◆ **Goals**
1. Condense the paragraph beginning "The interest rate on a commercial real estate loan" from the commercial real estate loan text into a short list that keeps its main facts.
2. Extract the passage of the commercial real estate loan text starting at "- CRE loans" and ending at "want substantial documentation.", word for word.

◆ **Text block**
=-=-=-=-=

The same goes for the real estate’s financial picture. The right loans, the right lenders, and the best loan terms will help complete the picture of success. That’s why it pays to take the time to learn what options are available and to fully understand the terms and conditions associated with your Commercial Real Estate loan.
An amortization period is the length of time payments are due on the loan. They’re calculated so that the payments go mostly toward interest in the beginning and more toward the principal as the loan matures. This is a typical model for commercial real estate loans.
The interest rate on a commercial real estate loan can vary depending on several factors: the borrower’s credit history, the length of the loan term, and the business’s Debt-Service Coverage Ratio, or DSCR. This is the ratio of net operating income to annual debt service.
LOAN HIGHLIGHTS
Loans are designed for income-producing real estate investments such as storefronts, manufacturing facilities, restaurants and multi-family residential properties among others.
Amortization periods can be anywhere from five to twenty years.
Most loan-to-value ratios are calculated in the range of 65% to 80%.
Lenders typically want a DSCR of 1.25 or better.
PROS
- These loans help cover the immense costs associated with commercial real estate.
- Proper satisfaction of the loan can help to build a strong credit history.
- CRE loans have many options when it comes to the terms so many businesses can successfully find the right lender with the help of a loan broker.
CONS
- It can be hard to qualify for a commercial real estate loan.
- If finances or the economy take down turn a downturn, it may be less possible to negotiate repayment than it would be to renegotiate rent.
- Most lenders want substantial documentation.

=-=-=-=-=

◆ **Data lines**
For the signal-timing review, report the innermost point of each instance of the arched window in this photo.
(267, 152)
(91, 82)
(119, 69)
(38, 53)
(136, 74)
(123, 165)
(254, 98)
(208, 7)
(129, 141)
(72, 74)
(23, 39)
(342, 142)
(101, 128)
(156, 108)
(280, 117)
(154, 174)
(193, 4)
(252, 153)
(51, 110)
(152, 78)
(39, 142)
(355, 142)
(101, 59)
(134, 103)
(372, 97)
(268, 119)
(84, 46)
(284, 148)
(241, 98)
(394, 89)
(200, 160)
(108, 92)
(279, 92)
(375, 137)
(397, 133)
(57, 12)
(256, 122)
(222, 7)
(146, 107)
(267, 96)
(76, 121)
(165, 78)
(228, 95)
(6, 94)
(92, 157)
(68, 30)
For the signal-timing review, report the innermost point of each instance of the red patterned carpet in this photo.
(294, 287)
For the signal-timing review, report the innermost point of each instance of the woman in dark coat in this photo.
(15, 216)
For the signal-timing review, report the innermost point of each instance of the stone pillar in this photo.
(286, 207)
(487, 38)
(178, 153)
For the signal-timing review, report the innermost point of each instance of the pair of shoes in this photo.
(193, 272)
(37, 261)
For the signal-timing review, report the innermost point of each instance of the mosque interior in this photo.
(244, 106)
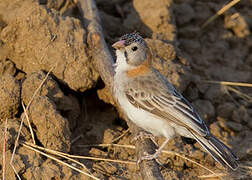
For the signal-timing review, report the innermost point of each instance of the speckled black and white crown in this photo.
(132, 37)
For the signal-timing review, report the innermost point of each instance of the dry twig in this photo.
(164, 151)
(29, 124)
(4, 148)
(22, 120)
(59, 161)
(229, 83)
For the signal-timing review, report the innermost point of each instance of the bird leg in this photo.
(155, 155)
(143, 135)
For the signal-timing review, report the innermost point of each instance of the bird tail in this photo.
(219, 151)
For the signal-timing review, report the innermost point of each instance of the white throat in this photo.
(121, 64)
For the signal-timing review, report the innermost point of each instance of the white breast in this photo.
(140, 117)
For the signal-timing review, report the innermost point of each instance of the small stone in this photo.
(240, 115)
(238, 24)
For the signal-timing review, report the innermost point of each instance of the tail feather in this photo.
(219, 151)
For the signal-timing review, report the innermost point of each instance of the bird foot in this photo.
(144, 135)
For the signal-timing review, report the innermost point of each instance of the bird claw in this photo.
(144, 135)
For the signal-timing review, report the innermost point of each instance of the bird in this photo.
(153, 104)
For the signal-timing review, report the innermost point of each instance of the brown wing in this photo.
(155, 94)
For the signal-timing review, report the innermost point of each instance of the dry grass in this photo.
(220, 12)
(4, 148)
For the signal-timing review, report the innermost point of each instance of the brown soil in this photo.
(74, 105)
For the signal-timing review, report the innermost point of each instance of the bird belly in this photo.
(146, 120)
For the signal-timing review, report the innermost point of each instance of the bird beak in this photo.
(119, 44)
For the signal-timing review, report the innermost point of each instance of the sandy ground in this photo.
(73, 108)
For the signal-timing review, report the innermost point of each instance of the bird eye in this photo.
(134, 48)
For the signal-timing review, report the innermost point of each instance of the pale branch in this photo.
(104, 61)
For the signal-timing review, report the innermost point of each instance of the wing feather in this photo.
(162, 99)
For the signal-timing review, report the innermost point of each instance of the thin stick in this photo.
(219, 175)
(15, 147)
(59, 161)
(4, 148)
(79, 157)
(242, 95)
(29, 124)
(123, 134)
(188, 159)
(229, 83)
(220, 12)
(164, 151)
(58, 153)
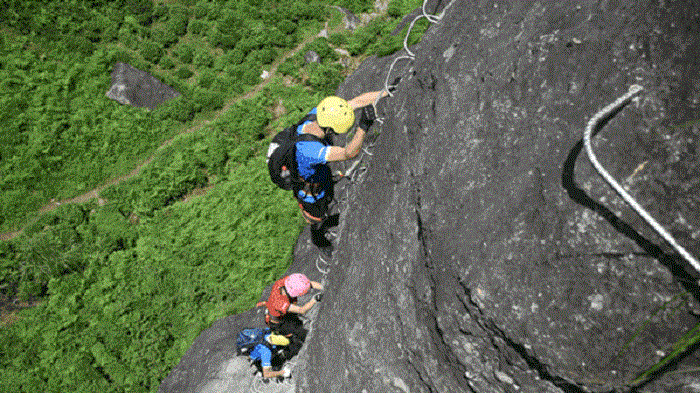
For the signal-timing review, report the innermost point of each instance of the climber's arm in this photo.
(317, 286)
(337, 153)
(269, 373)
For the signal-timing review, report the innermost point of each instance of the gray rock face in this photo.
(479, 251)
(350, 19)
(131, 86)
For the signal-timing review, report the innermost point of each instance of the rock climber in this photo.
(333, 115)
(282, 311)
(263, 353)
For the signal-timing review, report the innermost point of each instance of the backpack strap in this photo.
(307, 187)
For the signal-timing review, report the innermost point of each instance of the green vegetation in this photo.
(124, 288)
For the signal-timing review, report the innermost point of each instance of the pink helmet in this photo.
(296, 284)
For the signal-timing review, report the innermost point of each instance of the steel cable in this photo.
(592, 124)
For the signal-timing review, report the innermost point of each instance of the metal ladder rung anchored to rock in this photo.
(592, 125)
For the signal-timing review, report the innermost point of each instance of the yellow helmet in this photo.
(334, 112)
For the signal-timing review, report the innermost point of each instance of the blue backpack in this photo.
(249, 338)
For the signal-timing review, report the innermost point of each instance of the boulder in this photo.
(478, 250)
(481, 252)
(350, 19)
(311, 57)
(131, 86)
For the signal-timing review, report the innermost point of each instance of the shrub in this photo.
(81, 45)
(320, 46)
(178, 20)
(151, 51)
(179, 109)
(206, 78)
(203, 59)
(141, 9)
(338, 39)
(206, 100)
(196, 27)
(185, 53)
(265, 55)
(200, 10)
(286, 26)
(167, 63)
(160, 11)
(183, 73)
(324, 77)
(164, 36)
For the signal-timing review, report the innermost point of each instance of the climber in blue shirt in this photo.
(333, 115)
(263, 353)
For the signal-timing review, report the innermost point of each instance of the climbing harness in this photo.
(592, 124)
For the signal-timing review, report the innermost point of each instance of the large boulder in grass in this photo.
(479, 251)
(131, 86)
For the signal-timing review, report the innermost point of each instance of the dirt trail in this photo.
(94, 193)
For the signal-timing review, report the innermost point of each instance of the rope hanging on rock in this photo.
(592, 124)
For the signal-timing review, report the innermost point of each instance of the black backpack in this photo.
(282, 153)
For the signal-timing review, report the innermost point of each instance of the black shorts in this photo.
(318, 209)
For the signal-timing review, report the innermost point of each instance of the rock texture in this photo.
(131, 86)
(477, 249)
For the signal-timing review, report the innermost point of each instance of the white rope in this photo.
(592, 123)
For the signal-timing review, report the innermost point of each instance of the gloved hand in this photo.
(367, 117)
(393, 84)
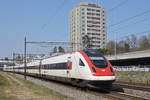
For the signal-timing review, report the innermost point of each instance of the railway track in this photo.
(134, 86)
(99, 95)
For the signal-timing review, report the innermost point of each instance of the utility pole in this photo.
(25, 60)
(13, 61)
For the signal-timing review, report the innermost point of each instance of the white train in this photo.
(81, 68)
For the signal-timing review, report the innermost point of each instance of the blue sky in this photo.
(40, 20)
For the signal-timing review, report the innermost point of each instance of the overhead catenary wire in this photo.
(117, 6)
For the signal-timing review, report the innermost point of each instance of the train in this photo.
(83, 68)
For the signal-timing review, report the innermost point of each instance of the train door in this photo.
(69, 66)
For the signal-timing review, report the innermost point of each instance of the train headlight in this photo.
(111, 69)
(93, 69)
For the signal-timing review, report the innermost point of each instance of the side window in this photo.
(81, 63)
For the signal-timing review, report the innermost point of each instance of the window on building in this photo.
(97, 10)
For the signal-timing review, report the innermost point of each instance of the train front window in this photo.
(97, 58)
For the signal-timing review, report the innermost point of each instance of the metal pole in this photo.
(13, 61)
(25, 63)
(115, 51)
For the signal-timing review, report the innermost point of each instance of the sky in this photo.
(48, 20)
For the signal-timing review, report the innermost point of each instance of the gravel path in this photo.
(64, 90)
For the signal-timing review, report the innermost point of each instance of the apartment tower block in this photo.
(88, 19)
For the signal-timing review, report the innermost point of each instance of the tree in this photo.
(6, 58)
(61, 50)
(104, 51)
(110, 46)
(86, 40)
(123, 46)
(55, 50)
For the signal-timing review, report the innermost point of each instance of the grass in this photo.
(133, 76)
(14, 88)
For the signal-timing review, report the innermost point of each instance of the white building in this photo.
(88, 19)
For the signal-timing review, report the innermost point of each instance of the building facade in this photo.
(88, 19)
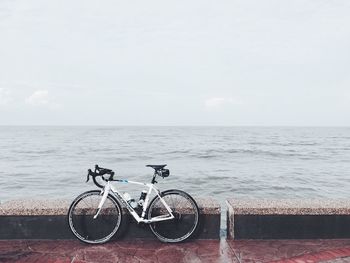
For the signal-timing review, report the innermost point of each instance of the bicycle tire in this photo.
(185, 210)
(85, 227)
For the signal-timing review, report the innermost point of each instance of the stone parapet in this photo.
(47, 219)
(287, 218)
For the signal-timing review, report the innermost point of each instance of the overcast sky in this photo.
(175, 62)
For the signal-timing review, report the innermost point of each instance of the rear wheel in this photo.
(185, 211)
(81, 217)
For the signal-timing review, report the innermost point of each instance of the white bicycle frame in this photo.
(109, 188)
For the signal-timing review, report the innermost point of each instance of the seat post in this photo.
(154, 177)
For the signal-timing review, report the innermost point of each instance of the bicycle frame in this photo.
(109, 188)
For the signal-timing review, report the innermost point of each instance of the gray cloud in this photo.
(156, 62)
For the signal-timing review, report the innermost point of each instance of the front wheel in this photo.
(185, 211)
(94, 230)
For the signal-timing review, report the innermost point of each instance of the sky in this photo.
(251, 62)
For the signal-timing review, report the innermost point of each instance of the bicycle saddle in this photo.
(156, 167)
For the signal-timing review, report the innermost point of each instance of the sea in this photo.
(49, 162)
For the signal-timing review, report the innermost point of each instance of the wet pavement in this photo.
(192, 251)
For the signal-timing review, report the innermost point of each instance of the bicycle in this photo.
(95, 216)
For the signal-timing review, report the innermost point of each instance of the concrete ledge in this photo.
(288, 219)
(47, 219)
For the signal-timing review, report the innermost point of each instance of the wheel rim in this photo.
(182, 226)
(91, 230)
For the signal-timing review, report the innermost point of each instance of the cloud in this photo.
(41, 98)
(5, 97)
(218, 102)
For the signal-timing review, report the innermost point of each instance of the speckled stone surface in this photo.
(289, 206)
(60, 207)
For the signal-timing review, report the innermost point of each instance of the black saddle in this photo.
(156, 167)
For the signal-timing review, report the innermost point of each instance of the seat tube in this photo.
(145, 204)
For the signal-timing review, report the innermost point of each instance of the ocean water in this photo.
(221, 162)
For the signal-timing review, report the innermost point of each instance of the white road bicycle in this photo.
(95, 216)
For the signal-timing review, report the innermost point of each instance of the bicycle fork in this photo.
(104, 194)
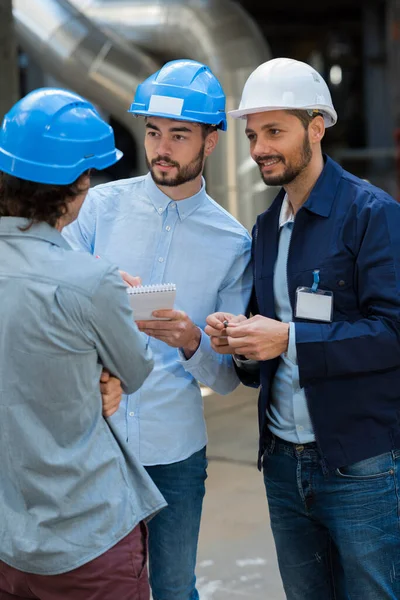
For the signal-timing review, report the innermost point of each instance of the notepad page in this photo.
(147, 298)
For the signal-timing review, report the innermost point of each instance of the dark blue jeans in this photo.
(337, 535)
(174, 532)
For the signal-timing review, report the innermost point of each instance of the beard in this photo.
(185, 173)
(291, 171)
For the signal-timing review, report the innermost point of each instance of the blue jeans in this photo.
(174, 532)
(337, 535)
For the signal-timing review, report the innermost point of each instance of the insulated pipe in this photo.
(77, 53)
(221, 34)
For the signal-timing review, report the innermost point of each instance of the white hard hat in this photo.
(286, 84)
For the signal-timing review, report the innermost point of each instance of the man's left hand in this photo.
(179, 331)
(111, 393)
(259, 338)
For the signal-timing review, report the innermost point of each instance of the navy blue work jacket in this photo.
(350, 368)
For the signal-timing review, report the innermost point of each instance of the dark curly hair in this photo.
(38, 202)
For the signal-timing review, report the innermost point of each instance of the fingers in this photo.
(130, 280)
(174, 315)
(216, 320)
(221, 348)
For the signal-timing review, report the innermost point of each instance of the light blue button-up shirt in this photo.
(288, 413)
(197, 245)
(67, 492)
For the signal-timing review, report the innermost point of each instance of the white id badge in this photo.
(314, 305)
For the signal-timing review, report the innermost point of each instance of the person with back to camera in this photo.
(72, 503)
(164, 228)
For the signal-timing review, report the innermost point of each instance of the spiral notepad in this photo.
(146, 298)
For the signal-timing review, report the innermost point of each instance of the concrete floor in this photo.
(236, 551)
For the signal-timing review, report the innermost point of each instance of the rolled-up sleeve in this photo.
(120, 345)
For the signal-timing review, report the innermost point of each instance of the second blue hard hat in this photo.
(53, 136)
(183, 90)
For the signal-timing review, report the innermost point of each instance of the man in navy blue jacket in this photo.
(326, 336)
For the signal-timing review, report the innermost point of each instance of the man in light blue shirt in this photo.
(164, 228)
(72, 505)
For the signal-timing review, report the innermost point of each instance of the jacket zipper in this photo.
(323, 463)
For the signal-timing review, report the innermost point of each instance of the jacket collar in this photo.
(322, 195)
(11, 226)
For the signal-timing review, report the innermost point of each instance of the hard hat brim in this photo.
(144, 113)
(59, 174)
(330, 116)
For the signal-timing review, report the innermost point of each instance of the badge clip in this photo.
(316, 281)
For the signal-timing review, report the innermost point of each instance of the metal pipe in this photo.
(221, 34)
(77, 53)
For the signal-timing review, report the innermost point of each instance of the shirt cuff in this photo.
(292, 350)
(248, 364)
(203, 350)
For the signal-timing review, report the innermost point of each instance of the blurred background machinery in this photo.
(103, 48)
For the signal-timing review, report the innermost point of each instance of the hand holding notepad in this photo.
(145, 299)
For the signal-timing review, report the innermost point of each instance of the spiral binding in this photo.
(148, 289)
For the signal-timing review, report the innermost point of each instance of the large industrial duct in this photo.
(221, 34)
(77, 53)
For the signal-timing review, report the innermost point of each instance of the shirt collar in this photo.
(286, 215)
(10, 226)
(161, 201)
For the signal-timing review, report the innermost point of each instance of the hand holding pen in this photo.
(217, 324)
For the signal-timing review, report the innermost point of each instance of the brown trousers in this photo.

=-=-=-=-=

◆ **Worked answers**
1.
Factors that affect the interest rate on a commercial real estate loan:
- The borrower's credit history
- The length of the loan term
- The business's Debt-Service Coverage Ratio (DSCR), which is the ratio of net operating income to annual debt service

2.
- CRE loans have many options when it comes to the terms so many businesses can successfully find the right lender with the help of a loan broker.
CONS
- It can be hard to qualify for a commercial real estate loan.
- If finances or the economy take down turn a downturn, it may be less possible to negotiate repayment than it would be to renegotiate rent.
- Most lenders want substantial documentation.